Given instruction:
Count the lines in the listing below that contain the string "bottle", with case counting. Give only the number.

— BEGIN Provided data —

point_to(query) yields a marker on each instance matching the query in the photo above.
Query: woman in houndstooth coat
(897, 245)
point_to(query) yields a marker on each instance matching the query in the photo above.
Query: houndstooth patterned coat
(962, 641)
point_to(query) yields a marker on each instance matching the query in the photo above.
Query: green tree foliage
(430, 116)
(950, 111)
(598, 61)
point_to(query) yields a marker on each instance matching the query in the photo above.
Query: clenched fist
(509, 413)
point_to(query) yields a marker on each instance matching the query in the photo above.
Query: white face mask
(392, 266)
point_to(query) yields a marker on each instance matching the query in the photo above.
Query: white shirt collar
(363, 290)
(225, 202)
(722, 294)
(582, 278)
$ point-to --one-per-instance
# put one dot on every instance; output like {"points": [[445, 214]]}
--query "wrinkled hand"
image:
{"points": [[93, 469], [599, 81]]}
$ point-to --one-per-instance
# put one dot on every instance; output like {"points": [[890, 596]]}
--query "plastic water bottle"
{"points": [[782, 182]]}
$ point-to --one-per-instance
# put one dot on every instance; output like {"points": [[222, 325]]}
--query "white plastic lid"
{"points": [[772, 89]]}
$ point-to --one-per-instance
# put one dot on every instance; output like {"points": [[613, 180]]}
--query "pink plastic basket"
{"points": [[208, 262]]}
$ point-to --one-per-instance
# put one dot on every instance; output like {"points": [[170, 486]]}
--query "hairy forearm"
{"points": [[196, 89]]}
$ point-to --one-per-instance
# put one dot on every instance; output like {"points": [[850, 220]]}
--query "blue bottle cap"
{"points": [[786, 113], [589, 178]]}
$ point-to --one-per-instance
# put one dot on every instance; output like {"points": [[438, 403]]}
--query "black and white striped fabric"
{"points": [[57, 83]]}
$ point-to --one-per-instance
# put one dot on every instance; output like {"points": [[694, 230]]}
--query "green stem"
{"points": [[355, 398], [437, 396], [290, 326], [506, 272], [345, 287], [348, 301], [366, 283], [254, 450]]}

— END Provided data —

Output of the exercise:
2